**STUDY MATERIAL:**

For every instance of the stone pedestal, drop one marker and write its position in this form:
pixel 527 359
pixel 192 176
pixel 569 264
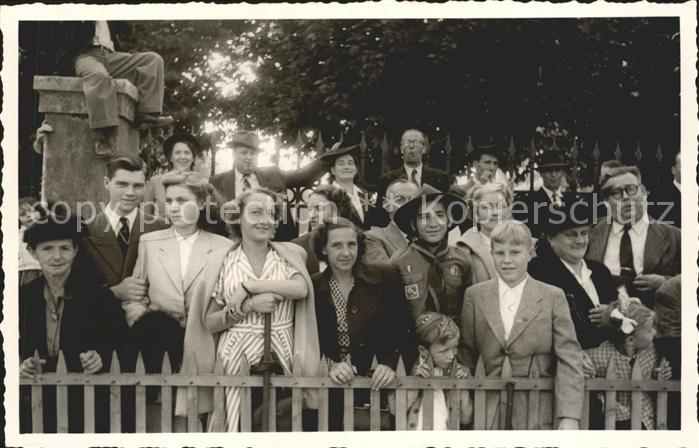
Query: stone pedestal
pixel 72 173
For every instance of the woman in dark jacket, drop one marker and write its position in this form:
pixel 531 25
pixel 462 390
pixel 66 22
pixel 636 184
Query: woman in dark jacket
pixel 588 285
pixel 61 312
pixel 361 312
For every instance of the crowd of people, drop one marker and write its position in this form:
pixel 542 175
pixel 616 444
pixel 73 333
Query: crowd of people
pixel 192 272
pixel 439 275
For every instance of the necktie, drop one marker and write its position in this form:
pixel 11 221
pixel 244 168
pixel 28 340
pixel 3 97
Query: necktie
pixel 124 235
pixel 246 182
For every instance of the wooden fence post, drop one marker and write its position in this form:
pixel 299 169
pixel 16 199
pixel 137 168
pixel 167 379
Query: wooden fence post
pixel 401 398
pixel 115 397
pixel 218 417
pixel 61 396
pixel 610 399
pixel 166 397
pixel 296 397
pixel 37 399
pixel 245 397
pixel 479 399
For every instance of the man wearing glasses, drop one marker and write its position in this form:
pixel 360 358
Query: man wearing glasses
pixel 640 253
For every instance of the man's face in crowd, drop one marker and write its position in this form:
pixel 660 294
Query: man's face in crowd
pixel 486 167
pixel 412 147
pixel 342 249
pixel 552 178
pixel 627 208
pixel 511 261
pixel 432 222
pixel 126 189
pixel 398 194
pixel 245 159
pixel 676 171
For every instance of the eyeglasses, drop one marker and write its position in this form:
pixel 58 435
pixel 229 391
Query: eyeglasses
pixel 618 193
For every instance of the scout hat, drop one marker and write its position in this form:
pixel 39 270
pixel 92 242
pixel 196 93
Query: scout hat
pixel 188 139
pixel 406 214
pixel 551 160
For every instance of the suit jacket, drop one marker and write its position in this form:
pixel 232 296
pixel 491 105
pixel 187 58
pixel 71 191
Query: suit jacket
pixel 543 335
pixel 91 320
pixel 312 263
pixel 383 242
pixel 170 291
pixel 100 254
pixel 379 322
pixel 549 268
pixel 482 265
pixel 661 254
pixel 77 38
pixel 278 181
pixel 433 176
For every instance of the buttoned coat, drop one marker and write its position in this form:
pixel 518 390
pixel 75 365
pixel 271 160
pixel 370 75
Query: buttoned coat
pixel 379 322
pixel 159 263
pixel 278 181
pixel 548 268
pixel 661 254
pixel 100 255
pixel 542 335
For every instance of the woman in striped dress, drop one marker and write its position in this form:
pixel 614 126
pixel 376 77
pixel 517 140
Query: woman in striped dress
pixel 258 277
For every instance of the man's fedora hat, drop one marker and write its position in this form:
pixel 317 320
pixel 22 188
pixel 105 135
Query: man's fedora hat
pixel 406 214
pixel 246 139
pixel 551 159
pixel 189 140
pixel 557 218
pixel 335 151
pixel 492 149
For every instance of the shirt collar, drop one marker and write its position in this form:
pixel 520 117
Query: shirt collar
pixel 517 289
pixel 114 218
pixel 639 227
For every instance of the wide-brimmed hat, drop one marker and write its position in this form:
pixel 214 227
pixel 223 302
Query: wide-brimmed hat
pixel 246 139
pixel 336 151
pixel 492 149
pixel 551 160
pixel 54 227
pixel 428 194
pixel 190 140
pixel 557 218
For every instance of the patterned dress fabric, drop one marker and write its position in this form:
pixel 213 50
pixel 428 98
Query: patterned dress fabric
pixel 247 337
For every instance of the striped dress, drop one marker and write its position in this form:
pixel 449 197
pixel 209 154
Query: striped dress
pixel 247 337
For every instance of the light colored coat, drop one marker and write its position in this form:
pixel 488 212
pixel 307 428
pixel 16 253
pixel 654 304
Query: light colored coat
pixel 542 334
pixel 159 263
pixel 482 265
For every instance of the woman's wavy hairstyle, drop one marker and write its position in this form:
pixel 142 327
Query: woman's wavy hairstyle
pixel 233 210
pixel 205 193
pixel 319 237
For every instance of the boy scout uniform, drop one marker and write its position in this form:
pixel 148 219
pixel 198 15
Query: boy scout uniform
pixel 446 294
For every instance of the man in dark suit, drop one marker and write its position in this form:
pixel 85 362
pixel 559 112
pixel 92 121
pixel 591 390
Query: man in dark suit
pixel 109 253
pixel 640 253
pixel 665 204
pixel 383 242
pixel 91 49
pixel 246 174
pixel 413 148
pixel 588 285
pixel 552 166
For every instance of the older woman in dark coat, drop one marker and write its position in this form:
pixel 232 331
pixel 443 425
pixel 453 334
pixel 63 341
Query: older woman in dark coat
pixel 61 312
pixel 588 285
pixel 361 312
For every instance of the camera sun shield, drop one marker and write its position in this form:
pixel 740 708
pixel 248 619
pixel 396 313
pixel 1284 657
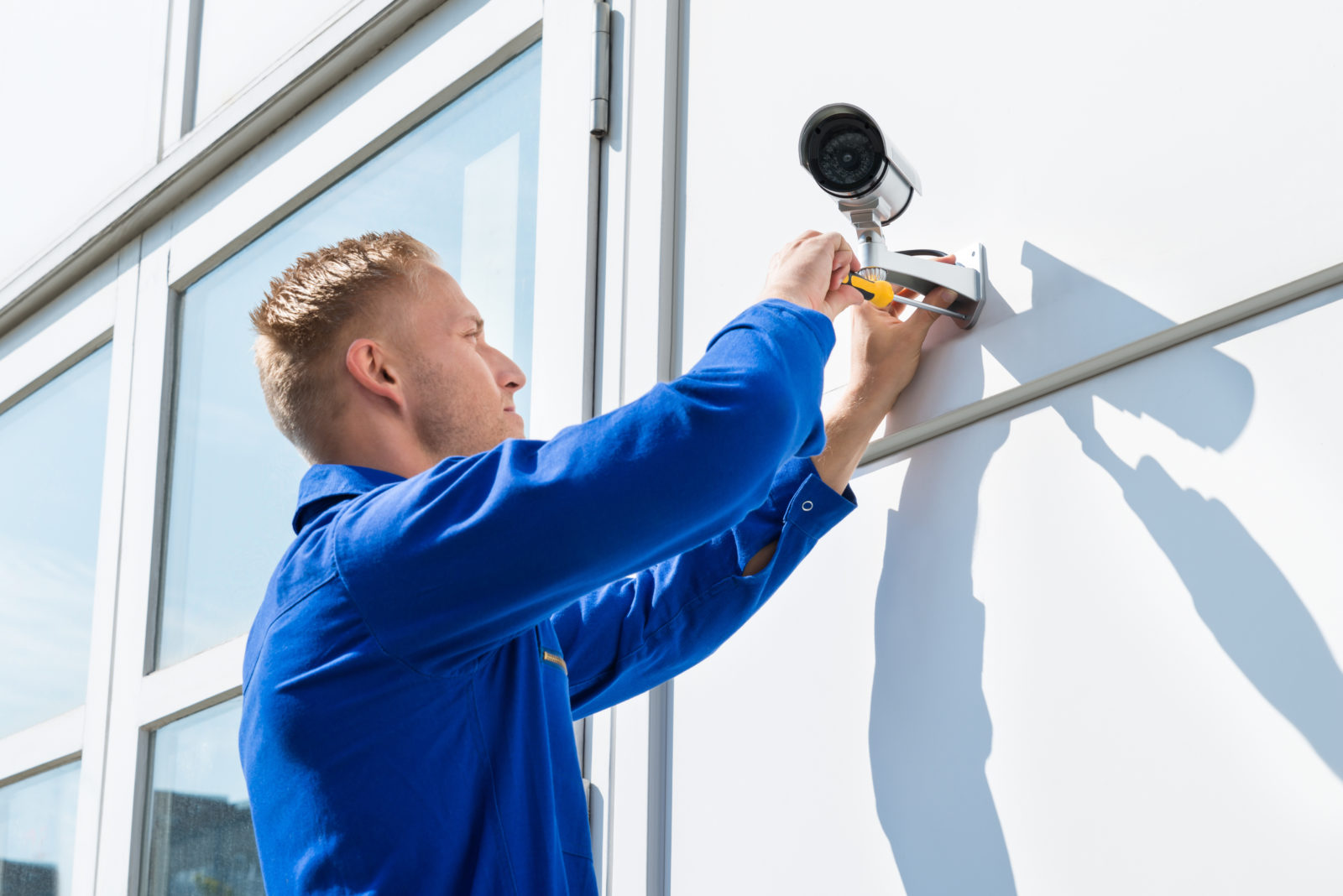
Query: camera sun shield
pixel 845 152
pixel 849 157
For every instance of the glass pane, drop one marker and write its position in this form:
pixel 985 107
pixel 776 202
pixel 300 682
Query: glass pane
pixel 463 183
pixel 38 833
pixel 201 835
pixel 51 454
pixel 239 39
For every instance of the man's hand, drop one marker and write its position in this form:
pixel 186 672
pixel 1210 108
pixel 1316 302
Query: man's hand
pixel 809 270
pixel 883 361
pixel 886 351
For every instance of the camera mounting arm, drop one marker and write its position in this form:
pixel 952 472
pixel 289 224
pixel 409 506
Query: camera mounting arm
pixel 967 278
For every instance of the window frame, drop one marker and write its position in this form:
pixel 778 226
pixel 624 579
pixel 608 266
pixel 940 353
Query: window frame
pixel 105 315
pixel 427 67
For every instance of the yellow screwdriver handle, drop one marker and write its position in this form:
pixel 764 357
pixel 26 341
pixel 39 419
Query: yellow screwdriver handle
pixel 876 291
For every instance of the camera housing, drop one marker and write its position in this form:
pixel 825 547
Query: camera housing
pixel 849 157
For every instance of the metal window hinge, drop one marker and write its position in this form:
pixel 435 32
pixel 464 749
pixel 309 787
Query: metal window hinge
pixel 601 69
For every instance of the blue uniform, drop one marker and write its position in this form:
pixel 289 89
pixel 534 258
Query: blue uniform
pixel 425 644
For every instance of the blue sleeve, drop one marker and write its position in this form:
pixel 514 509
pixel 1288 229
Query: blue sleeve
pixel 474 550
pixel 633 635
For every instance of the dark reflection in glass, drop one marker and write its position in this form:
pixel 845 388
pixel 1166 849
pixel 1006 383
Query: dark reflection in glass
pixel 51 447
pixel 201 835
pixel 38 833
pixel 465 184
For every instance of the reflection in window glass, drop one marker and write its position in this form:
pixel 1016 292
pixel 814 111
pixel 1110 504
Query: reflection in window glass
pixel 51 454
pixel 201 835
pixel 239 39
pixel 465 184
pixel 38 833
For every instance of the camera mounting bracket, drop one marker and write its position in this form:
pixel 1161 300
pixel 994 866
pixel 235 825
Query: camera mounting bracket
pixel 967 278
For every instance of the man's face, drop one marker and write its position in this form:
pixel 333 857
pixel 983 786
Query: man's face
pixel 461 389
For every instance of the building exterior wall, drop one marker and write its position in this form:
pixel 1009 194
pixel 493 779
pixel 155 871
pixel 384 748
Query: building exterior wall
pixel 1083 633
pixel 1090 643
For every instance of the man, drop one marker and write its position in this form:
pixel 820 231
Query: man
pixel 457 596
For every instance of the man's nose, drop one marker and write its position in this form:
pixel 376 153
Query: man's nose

**PROBLEM TO WORK ON:** Transcribe each record exactly as it stands, setting aside any pictures.

**SOLUTION TO THE PROBLEM:**
For every instance of the stone pedestal, drop one marker and write its position in this form:
pixel 527 359
pixel 192 176
pixel 569 264
Query: stone pedestal
pixel 72 173
For every instance of the woman in dark jacket, drop one marker and write its position in this form:
pixel 531 25
pixel 462 390
pixel 66 22
pixel 636 184
Query: woman in dark jacket
pixel 588 285
pixel 61 312
pixel 361 312
For every instance of the crowd of people, drop one marker and write its position in this form:
pixel 542 175
pixel 616 444
pixel 73 333
Query: crowd of people
pixel 192 272
pixel 439 275
For every instance of the necktie, drop one marker and write its position in this form:
pixel 11 221
pixel 244 168
pixel 28 340
pixel 3 97
Query: necktie
pixel 124 235
pixel 246 182
For every instance of the wooden fence post, drop one marker and write its position in this form:
pixel 299 169
pixel 16 199
pixel 137 168
pixel 167 379
Query: wooden fence post
pixel 401 398
pixel 115 397
pixel 218 417
pixel 61 396
pixel 610 399
pixel 166 397
pixel 296 397
pixel 37 399
pixel 245 397
pixel 479 399
For every instance of the man wearing glasses, drop one marker and write its position in this form:
pixel 360 358
Query: man wearing glasses
pixel 640 253
For every instance of the man's face in crowd, drop one marker and write its position in this form:
pixel 660 294
Query: man's face in crowd
pixel 486 167
pixel 412 147
pixel 342 249
pixel 552 178
pixel 627 208
pixel 511 261
pixel 432 222
pixel 126 189
pixel 398 194
pixel 245 159
pixel 676 171
For every instance of the eyeglasses, drop one marker and write its position in this form:
pixel 58 435
pixel 229 391
Query: eyeglasses
pixel 618 193
For every instance of the scout hat, drop one marker and write its position in this form:
pixel 39 270
pixel 92 242
pixel 196 93
Query: scout hat
pixel 188 139
pixel 406 214
pixel 551 160
For every instance of the suit jacket, drop one marker and write its position in this form:
pixel 232 296
pixel 491 105
pixel 187 58
pixel 71 191
Query: suit jacket
pixel 543 335
pixel 91 320
pixel 312 263
pixel 383 242
pixel 170 291
pixel 100 254
pixel 379 322
pixel 549 268
pixel 482 265
pixel 661 254
pixel 77 38
pixel 278 181
pixel 433 176
For every instance of the buttoned coat, drop one marker and write its position in this form:
pixel 518 390
pixel 75 365
pixel 271 160
pixel 370 75
Query: buttoned coat
pixel 379 322
pixel 159 263
pixel 278 181
pixel 548 268
pixel 661 254
pixel 100 255
pixel 542 335
For every instance of the woman in striped dress, drop one marker and write its position in this form:
pixel 614 126
pixel 376 77
pixel 517 140
Query: woman in striped dress
pixel 258 277
For every instance of the man's fedora hat, drop one marker and write its position in this form:
pixel 317 320
pixel 22 188
pixel 105 135
Query: man's fedora hat
pixel 406 214
pixel 246 139
pixel 551 159
pixel 189 140
pixel 557 218
pixel 335 151
pixel 492 149
For every instance of the shirt collar, drop one marker and write its position in this form:
pixel 520 117
Query: shirt collar
pixel 517 289
pixel 114 218
pixel 639 227
For every instance of the wide-brimmed hat, drop one marker and write its position in this form:
pixel 214 227
pixel 223 302
Query: wide-brimmed hat
pixel 246 139
pixel 336 151
pixel 492 149
pixel 551 160
pixel 54 227
pixel 428 194
pixel 190 140
pixel 557 218
For every instance of the patterned dress fabric, drop one marker and write its position in this form:
pixel 213 50
pixel 428 98
Query: patterned dress fabric
pixel 247 337
For every instance of the striped dress, drop one marker and write its position in this form:
pixel 449 197
pixel 209 154
Query: striped dress
pixel 247 337
For every instance of the light colored coat, drop one marker and write its position in this form:
pixel 488 212
pixel 307 428
pixel 16 253
pixel 654 304
Query: light colored coat
pixel 542 334
pixel 159 263
pixel 482 265
For every instance of the woman's wavy hairstyle, drop one marker and write its position in this form:
pixel 142 327
Query: woman's wavy hairstyle
pixel 233 210
pixel 205 193
pixel 319 237
For every instance of the boy scout uniform, drop one marker and write its position in this form:
pixel 148 219
pixel 198 15
Query: boy scout uniform
pixel 446 294
For every instance of the man in dark suit, drop one marker and write its position in this form:
pixel 85 362
pixel 559 112
pixel 92 121
pixel 591 390
Query: man in dark suit
pixel 109 253
pixel 640 253
pixel 665 204
pixel 383 242
pixel 91 49
pixel 246 174
pixel 413 148
pixel 588 285
pixel 552 166
For every instance of the older woman in dark coat, drop one marker and write its position in this form:
pixel 232 331
pixel 443 425
pixel 453 334
pixel 63 341
Query: older woman in dark coat
pixel 61 312
pixel 588 285
pixel 361 312
For every instance of the camera sun shield, drop one marker and write its position in this form:
pixel 740 708
pixel 248 619
pixel 396 313
pixel 1284 657
Query: camera sun shield
pixel 845 152
pixel 849 157
For every instance of the glass pane, drop one marker and write its position in this form:
pixel 985 107
pixel 776 202
pixel 300 682
Query: glass pane
pixel 463 183
pixel 38 833
pixel 201 835
pixel 51 454
pixel 239 39
For every instance of the man's hand, drop one marker and write its position in this form:
pixel 186 672
pixel 1210 108
pixel 1316 302
Query: man's hand
pixel 809 270
pixel 883 361
pixel 886 351
For every instance of the camera mounting arm, drop one marker and write its position in this form:
pixel 952 472
pixel 289 224
pixel 409 506
Query: camera mounting arm
pixel 967 278
For every instance of the window frame, drop one marker and write its position in this form:
pixel 778 226
pixel 624 579
pixel 608 266
pixel 940 353
Query: window frame
pixel 105 315
pixel 427 67
For every instance of the yellow screwdriver handle, drop one marker and write its position in this form:
pixel 764 357
pixel 26 341
pixel 39 419
Query: yellow screwdriver handle
pixel 876 291
For every instance of the camera housing, drop one marker and write its position in this form:
pixel 825 547
Query: camera housing
pixel 849 157
For every instance of the metal window hinge, drop one marker and write its position in this form:
pixel 435 32
pixel 464 749
pixel 309 787
Query: metal window hinge
pixel 601 69
For every instance of the blue uniform, drop one marker and write its position in this form:
pixel 289 89
pixel 534 258
Query: blue uniform
pixel 425 644
For every instance of the blue sleeve, drop one marker and write its position in this form:
pixel 514 509
pixel 1288 229
Query: blue sleeve
pixel 474 550
pixel 633 635
For every instance of the dark reflection in glass, drop one marker and write its position in this form:
pixel 845 388
pixel 1166 849
pixel 1006 383
Query: dark reflection in glass
pixel 51 447
pixel 201 835
pixel 38 833
pixel 465 184
For every instance of the reflection in window glass, drop one marker and write its position in this form:
pixel 1016 292
pixel 814 111
pixel 1110 504
Query: reflection in window glass
pixel 51 454
pixel 201 835
pixel 239 39
pixel 465 184
pixel 38 833
For every instance of the camera mounting bracket, drop one marker and write its position in this form:
pixel 1161 300
pixel 994 866
pixel 235 825
Query: camera mounting bracket
pixel 967 278
For every instance of the man's face, drop one marker and write its position in this form:
pixel 333 857
pixel 983 786
Query: man's face
pixel 461 389
For every instance of the building exterior wall, drop one marker and write its position in this form:
pixel 1009 194
pixel 493 779
pixel 155 871
pixel 384 748
Query: building exterior wall
pixel 1083 633
pixel 1090 643
For every instance of the man, drop one marker and write its position in this form:
pixel 820 231
Query: man
pixel 457 596
For every instance of the man's nose, drop one marker and write its position in this form:
pixel 376 153
Query: man's nose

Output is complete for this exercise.